[Collected data entries]
※ ※ ※

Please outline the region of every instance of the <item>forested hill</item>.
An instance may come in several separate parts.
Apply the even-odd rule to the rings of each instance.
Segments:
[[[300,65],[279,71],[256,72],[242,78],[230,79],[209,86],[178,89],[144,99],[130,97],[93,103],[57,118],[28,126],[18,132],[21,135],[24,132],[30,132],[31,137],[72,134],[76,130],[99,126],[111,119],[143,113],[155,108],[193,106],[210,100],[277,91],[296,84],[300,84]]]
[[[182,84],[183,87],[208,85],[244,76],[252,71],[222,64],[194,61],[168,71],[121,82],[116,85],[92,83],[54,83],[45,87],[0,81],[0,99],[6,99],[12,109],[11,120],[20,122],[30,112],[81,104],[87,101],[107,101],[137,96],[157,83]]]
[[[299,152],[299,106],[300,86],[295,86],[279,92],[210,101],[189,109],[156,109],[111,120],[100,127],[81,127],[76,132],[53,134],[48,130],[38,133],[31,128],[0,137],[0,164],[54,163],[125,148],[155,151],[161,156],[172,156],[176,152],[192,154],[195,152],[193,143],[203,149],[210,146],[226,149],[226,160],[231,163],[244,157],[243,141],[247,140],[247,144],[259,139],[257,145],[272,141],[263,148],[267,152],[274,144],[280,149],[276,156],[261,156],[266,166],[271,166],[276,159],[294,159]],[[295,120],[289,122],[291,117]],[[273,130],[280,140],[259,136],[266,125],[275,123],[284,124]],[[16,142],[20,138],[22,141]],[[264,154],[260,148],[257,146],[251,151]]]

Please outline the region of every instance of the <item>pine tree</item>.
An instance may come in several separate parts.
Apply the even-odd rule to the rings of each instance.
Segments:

※ ※ ※

EXERCISE OBJECTIVE
Would you please print every record exactly as written?

PROBLEM SOLUTION
Please outline the region of every instance of the <item>forested hill</item>.
An instance may come in several separate parts.
Apply the even-odd rule to the rings of each instance.
Segments:
[[[300,65],[279,71],[256,72],[242,78],[230,79],[209,86],[178,89],[144,99],[130,97],[93,103],[57,118],[28,126],[18,132],[21,135],[24,132],[30,132],[31,137],[72,134],[76,130],[99,126],[111,119],[143,113],[155,108],[193,106],[210,100],[277,91],[296,84],[300,84]]]
[[[182,84],[183,87],[208,85],[244,76],[252,71],[222,64],[194,61],[168,71],[121,82],[116,85],[92,83],[54,83],[45,87],[0,81],[0,99],[6,99],[12,109],[11,120],[20,122],[30,112],[81,104],[87,101],[107,101],[137,96],[157,83]]]
[[[299,152],[299,106],[300,86],[295,86],[279,92],[210,101],[189,109],[156,109],[111,120],[100,127],[81,127],[76,132],[53,134],[48,130],[38,133],[31,128],[0,137],[0,164],[54,163],[125,148],[155,151],[161,156],[172,156],[176,152],[192,154],[195,152],[193,143],[203,149],[210,146],[226,149],[226,160],[231,163],[244,157],[243,141],[247,140],[247,144],[259,139],[257,145],[272,141],[263,148],[267,152],[274,144],[280,149],[276,156],[261,156],[266,166],[271,166],[276,159],[294,159]],[[295,120],[289,122],[291,117]],[[273,130],[280,140],[259,136],[266,125],[275,123],[284,124]],[[16,142],[20,138],[22,141]],[[264,154],[260,148],[257,146],[251,151]]]

Please outline the region of every instance of the <item>pine tree</item>.
An instance may come in several separate parts.
Apply the even-odd rule to the rings of each instance.
Segments:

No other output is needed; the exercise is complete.